* **Reading text**
= = = =

There are exceptions, of course, but those tend
to be on the avant-garde side. There is also the example of the great performer
Ethel Merman (1908-1984), who was reported to have said, when given a late
change in a show, “Call me Miss Bird’s Eye. This show is frozen!”
But for most of us, mere mortals unlike Miss
Merman, the fact remains that each performance will contain minor variations no
matter how much we try to keep it consistent, and what’s more each performance
should. External factors (the weather, the day, outside relationships) and
internal factors (new ideas, changes in other actors’ performances, accidents) can and must lead to adjustments, at least small ones.
More importantly, though, each performance ought
to be a learning experience, and if we look at acting that way, we won’t be
quite so bowled over by the idea of “being ready by opening,” and will look at
opening night, and the final performance, and everything in between as a
continuing process of growth – just like life.
Parenthetically I should note that, in my
opinion, an acting class is actually a more difficult environment in which to
perform than a play is. In an acting class everyone is examining what you’re
doing and looking for things to fix. In a play the audience is there to have a
good time (except perhaps for reviewers – and your friends, and they’ll get over it).
6. When it succeeds, acting is about live
people discovering live things.
Of course acting is about a great many things,
but I believe this may be the foundation. I came across this idea while reading
The Method (see the bibliography below), which presents a great many
ideas about acting. Those ideas all have some point to them, even the extremely
outdated ones. Which do we endorse?
Many factors go into an answer. One is the issue
of whether training really changes actors much at all. How different would
actors be if they’d never taken a class? Obviously, an unanswerable question,
and nowadays most actors have taken classes somewhere.
However, some still haven’t, and for centuries
the training of actors was an apprenticeship rather than a classroom
experience, As far as we are able to tell at this distance in time, some fine
performers emerged from that process, with only informal teaching at the most.
When Konstantin Stanislavski (1863-1938) began
his attempt to systematize the art of acting, he did not claim to be inventing
a new way of working, but to be drawing on the work of actors who had never
heard of his “system” at all.
So what is the irreducible minimum of good
acting? It should be something common to performers whether they take acting classes or not. My nomination for that
irreducible minimum is that the actor be a “live person” – present in the
moment, fully existing as a conscious human being right there on stage – under
the circumstances of the play and the role.

= = = =

* **Given records**
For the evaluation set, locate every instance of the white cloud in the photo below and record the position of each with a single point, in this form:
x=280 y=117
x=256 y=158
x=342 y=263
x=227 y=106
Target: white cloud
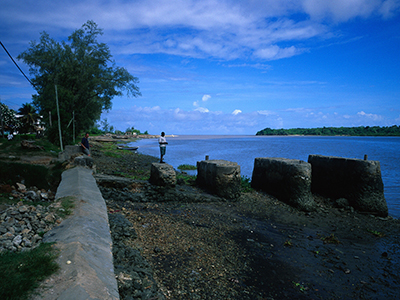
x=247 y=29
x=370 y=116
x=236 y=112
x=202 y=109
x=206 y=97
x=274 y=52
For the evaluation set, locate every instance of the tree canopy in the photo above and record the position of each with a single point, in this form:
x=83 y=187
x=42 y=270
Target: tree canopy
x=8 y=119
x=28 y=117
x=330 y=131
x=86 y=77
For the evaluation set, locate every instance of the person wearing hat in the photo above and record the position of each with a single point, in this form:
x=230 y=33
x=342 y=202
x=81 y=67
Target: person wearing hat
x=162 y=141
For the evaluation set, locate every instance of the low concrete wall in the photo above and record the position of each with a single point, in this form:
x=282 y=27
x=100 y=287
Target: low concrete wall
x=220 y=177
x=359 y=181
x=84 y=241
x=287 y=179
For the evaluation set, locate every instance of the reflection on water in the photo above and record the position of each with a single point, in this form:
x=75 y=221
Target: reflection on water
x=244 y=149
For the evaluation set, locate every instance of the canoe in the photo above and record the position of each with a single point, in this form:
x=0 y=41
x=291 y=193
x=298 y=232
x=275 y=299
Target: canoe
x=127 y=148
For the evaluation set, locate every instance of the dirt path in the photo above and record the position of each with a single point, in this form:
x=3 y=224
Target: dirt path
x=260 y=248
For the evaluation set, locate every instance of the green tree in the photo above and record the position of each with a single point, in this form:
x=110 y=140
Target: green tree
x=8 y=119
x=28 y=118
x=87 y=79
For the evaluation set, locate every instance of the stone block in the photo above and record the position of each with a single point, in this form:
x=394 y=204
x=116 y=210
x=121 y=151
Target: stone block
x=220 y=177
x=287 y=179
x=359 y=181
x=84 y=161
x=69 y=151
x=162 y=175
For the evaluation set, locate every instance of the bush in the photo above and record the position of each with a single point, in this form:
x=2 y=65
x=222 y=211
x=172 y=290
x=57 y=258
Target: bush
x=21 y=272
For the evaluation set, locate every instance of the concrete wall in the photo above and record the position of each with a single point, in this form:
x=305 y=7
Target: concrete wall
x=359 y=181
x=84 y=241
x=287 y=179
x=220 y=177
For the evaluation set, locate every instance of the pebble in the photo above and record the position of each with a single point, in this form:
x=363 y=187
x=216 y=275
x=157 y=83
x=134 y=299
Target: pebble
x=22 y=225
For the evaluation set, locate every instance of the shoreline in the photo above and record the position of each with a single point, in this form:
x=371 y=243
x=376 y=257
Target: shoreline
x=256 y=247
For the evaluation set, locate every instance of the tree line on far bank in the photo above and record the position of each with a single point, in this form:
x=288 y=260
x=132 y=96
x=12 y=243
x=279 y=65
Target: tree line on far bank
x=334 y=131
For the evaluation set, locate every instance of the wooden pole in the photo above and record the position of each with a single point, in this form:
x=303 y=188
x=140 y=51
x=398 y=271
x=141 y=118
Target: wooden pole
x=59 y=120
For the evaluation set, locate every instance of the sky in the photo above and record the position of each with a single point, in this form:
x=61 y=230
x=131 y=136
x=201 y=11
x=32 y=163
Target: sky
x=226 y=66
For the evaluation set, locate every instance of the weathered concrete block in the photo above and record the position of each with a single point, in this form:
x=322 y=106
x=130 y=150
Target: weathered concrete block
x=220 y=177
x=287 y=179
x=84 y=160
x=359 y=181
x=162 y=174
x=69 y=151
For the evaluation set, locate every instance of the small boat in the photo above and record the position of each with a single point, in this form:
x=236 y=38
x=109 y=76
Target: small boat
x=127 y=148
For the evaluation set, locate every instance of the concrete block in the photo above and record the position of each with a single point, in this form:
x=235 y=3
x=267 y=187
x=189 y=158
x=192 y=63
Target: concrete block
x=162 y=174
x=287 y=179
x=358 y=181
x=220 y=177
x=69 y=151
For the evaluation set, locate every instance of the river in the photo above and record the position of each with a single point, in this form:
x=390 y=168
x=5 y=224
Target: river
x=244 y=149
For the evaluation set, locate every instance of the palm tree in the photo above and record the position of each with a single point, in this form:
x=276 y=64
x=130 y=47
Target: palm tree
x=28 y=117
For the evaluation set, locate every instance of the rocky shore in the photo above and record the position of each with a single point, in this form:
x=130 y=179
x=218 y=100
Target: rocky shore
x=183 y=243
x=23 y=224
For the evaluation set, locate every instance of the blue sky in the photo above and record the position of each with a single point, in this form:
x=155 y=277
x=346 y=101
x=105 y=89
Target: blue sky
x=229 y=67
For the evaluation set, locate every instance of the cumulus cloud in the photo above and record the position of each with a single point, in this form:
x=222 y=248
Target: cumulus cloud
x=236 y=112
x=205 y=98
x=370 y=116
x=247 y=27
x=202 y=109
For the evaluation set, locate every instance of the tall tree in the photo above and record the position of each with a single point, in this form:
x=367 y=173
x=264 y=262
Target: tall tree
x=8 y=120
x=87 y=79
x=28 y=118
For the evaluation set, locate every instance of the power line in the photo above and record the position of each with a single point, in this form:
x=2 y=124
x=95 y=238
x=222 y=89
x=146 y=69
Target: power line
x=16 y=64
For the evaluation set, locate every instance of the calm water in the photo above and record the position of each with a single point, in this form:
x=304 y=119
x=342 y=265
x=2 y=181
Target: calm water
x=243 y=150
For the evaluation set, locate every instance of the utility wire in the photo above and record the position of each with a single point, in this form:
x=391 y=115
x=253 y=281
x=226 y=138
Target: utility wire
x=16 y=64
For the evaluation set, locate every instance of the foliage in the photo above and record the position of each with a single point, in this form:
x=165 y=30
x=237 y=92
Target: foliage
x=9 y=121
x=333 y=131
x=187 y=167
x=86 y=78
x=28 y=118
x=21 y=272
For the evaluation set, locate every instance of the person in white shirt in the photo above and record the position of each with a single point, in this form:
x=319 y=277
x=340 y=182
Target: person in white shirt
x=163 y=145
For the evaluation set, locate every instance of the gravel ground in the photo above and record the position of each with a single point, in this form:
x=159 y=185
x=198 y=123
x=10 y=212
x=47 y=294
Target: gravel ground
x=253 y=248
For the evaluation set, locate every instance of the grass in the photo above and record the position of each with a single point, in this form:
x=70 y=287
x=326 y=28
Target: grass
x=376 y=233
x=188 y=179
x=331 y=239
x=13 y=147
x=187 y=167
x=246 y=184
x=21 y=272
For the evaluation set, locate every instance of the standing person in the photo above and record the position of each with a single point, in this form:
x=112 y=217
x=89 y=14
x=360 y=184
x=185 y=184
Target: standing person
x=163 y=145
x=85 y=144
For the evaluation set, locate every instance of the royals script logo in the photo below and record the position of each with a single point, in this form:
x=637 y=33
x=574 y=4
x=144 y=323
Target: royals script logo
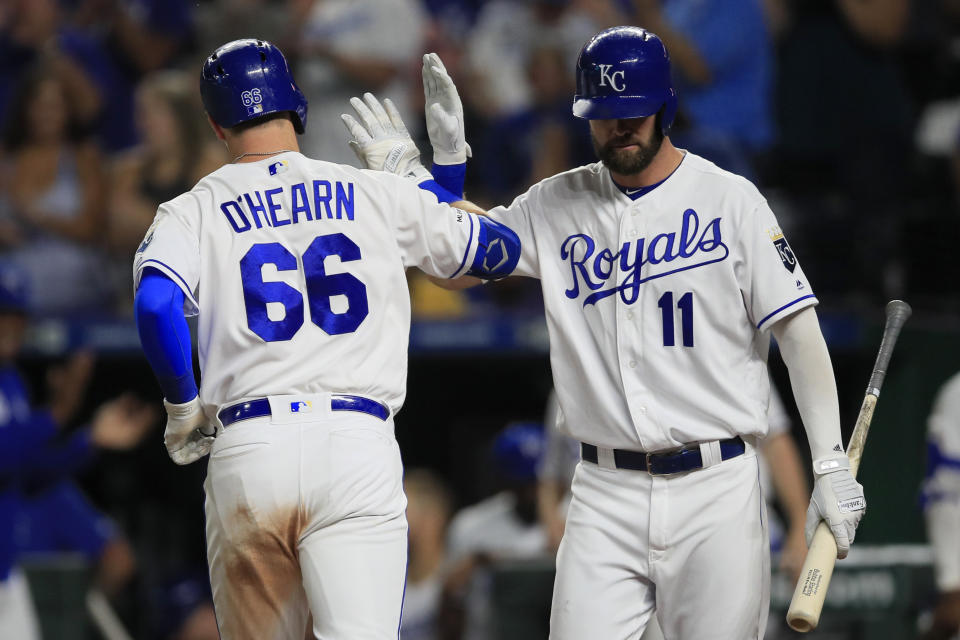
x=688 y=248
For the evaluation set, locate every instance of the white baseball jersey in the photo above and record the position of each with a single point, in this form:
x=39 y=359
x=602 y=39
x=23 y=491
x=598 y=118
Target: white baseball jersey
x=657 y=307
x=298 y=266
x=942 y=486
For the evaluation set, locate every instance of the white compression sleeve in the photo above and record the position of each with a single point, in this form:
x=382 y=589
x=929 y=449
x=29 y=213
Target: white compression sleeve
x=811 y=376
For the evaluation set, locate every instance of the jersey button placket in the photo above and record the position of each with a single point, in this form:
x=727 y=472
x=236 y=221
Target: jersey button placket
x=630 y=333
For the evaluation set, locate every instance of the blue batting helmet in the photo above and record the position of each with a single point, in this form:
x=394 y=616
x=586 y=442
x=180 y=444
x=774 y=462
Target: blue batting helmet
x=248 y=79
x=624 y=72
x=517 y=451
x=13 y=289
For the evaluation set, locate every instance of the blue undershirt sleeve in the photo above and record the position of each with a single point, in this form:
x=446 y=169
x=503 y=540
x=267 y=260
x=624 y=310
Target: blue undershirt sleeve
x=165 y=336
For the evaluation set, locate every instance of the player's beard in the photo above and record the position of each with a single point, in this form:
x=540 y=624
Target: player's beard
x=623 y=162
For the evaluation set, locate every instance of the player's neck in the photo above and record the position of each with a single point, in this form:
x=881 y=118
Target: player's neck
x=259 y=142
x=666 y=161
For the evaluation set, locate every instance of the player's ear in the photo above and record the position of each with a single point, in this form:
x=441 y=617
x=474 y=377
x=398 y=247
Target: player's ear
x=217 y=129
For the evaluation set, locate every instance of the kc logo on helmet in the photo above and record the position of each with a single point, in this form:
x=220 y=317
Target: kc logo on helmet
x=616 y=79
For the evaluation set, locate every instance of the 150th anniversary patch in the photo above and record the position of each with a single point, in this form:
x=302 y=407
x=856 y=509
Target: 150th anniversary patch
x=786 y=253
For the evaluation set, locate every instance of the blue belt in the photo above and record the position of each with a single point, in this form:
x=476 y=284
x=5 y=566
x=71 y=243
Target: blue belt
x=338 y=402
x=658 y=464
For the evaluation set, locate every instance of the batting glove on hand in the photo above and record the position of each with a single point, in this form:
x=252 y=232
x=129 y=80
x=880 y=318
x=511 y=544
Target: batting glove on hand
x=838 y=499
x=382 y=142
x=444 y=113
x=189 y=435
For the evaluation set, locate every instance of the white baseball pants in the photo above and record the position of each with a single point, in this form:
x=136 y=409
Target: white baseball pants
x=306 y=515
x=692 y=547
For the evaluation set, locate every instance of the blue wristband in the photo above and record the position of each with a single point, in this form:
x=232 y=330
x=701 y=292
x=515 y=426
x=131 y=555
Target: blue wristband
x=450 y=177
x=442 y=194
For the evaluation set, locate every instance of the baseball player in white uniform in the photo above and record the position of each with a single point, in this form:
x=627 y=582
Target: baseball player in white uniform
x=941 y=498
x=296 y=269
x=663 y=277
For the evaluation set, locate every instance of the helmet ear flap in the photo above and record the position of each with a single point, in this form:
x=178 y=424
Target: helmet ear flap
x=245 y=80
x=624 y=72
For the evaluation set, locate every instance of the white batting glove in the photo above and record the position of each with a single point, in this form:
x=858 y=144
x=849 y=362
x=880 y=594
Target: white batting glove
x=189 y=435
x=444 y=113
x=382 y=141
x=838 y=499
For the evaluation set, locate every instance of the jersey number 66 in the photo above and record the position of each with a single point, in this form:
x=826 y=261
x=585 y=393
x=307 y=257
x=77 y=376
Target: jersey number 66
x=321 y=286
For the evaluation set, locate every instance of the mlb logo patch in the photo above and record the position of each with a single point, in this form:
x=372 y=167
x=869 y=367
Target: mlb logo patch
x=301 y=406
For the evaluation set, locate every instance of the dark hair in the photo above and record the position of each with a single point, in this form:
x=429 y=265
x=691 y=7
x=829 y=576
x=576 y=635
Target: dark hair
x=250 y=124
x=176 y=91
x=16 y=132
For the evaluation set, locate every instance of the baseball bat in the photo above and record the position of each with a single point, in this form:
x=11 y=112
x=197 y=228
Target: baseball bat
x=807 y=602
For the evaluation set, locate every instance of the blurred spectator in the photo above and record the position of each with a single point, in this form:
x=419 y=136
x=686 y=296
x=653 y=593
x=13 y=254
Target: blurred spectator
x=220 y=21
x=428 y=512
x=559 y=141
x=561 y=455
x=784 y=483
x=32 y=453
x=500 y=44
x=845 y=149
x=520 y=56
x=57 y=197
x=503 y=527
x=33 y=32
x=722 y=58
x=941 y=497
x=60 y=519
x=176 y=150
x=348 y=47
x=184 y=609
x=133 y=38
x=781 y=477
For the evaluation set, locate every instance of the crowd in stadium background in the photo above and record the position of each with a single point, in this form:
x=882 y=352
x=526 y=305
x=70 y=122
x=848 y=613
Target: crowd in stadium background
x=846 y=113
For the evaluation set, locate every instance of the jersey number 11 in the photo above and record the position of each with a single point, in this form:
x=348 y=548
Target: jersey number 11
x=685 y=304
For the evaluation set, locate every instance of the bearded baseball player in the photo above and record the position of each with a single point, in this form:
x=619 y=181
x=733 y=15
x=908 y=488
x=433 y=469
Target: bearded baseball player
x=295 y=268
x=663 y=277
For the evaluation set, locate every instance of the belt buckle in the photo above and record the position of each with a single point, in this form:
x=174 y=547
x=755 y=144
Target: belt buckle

= = = =

* **Work instructions**
1/ Could you copy the stretch of the passage on acting from "There are exceptions, of" through "least small ones."?
2/ How would the passage on acting go on from its last sentence? Write the next part.

* **Answers given**
1/
There are exceptions, of course, but those tend
to be on the avant-garde side. There is also the example of the great performer
Ethel Merman (1908-1984), who was reported to have said, when given a late
change in a show, “Call me Miss Bird’s Eye. This show is frozen!”
But for most of us, mere mortals unlike Miss
Merman, the fact remains that each performance will contain minor variations no
matter how much we try to keep it consistent, and what’s more each performance
should. External factors (the weather, the day, outside relationships) and
internal factors (new ideas, changes in other actors’ performances, accidents) can and must lead to adjustments, at least small ones.

2/
I can expand the idea a bit: Acting is live
people discovering live things.
This kind of aliveness goes by many names. “Mindfulness”
is a frequently used term these days. “In the moment” is another. Stanislavski
talked about perezhivanie, which The Method describes as “a state
of fusion between actor and character, a merging of the two selves.” The same
book says:
The actor’s job was to meet the character, commune with her,
create something that, years later, Stanislavski would call ya yesm, a
phrase borrowed from Church Slavonic that meant “I am.” Ya yesm was a
state of living within the “very middle of an imagined life,” the end result of
a process that flowed from truthful choices to belief in the circumstances of
the play.
A personal experience: for years when performing
I often felt I was in a trance, operating automatically. At the end of a show I
would look back and think, “What happened?”
I don’t know if I’m recreating the memory of
those experiences, or genuinely recalling them. I do know that today I’m working
on trying to be as present in a scene as I can, actually dealing with real
people who are also in the play.
That’s fine, but, of course, there’s also
acting to be done. That’s why the word “discovering” is included in the
formulation “live people discovering live things.”
“Discovery” is a sort of game that actors play
with themselves, in which they look for places where their characters learn new
things, and pretend that those new things are a surprise to the actors too.
“Discoveries” keep performances fresh. An
actor can play the game of “discovery” practically every moment of every performance,
and there’ll always be something new to discover, because, as noted above,
there will always be at least minor differences between one performance and the
next, hence the last part of the phrase, discovering “live things.” As
Heraclitus is said to have said, you can’t step in the same river twice.
“Live people discovering live things” is an
appropriate description of the acting process – at least part of it – because
acting is an “imitation of life,” so it definitely should have life in it.
Or perhaps I’m just reflecting my own personal
needs. Such is acting. It’s an inexhaustible subject – like life itself.
*
Here are the books I’ve been reading recently
on personalities and issues in acting, directing, and theater as a whole. I
highly recommend all of these:
Letters from an Actor (1966), William Redfield. Limelight Editions.
An expanded diary of a noted American actor cast in the famous
production of William Shakespeare’s Hamlet directed by John Gielgud and
starring Richard Burton. Real life experiences during a production by major
professionals of a great and challenging play.
Mike Nichols: A Life (2021), Mark Harris. Penguin Books (paperback).
All of Nichols’ life is interesting. In particular I’d single
out the insights his career offers about directing, and of course there are
many fascinating anecdotes about the entertainment business as well.
Somewhere: The Life of Jerome Robbins (2006), Amanda Vaill. Broadway Books.
Robbins was a celebrated, gifted, and often difficult director
and choreographer. Vaill, with a background in dance, gives a full and
indelible picture of this artist who was central to the theater of the late
Twentieth Century.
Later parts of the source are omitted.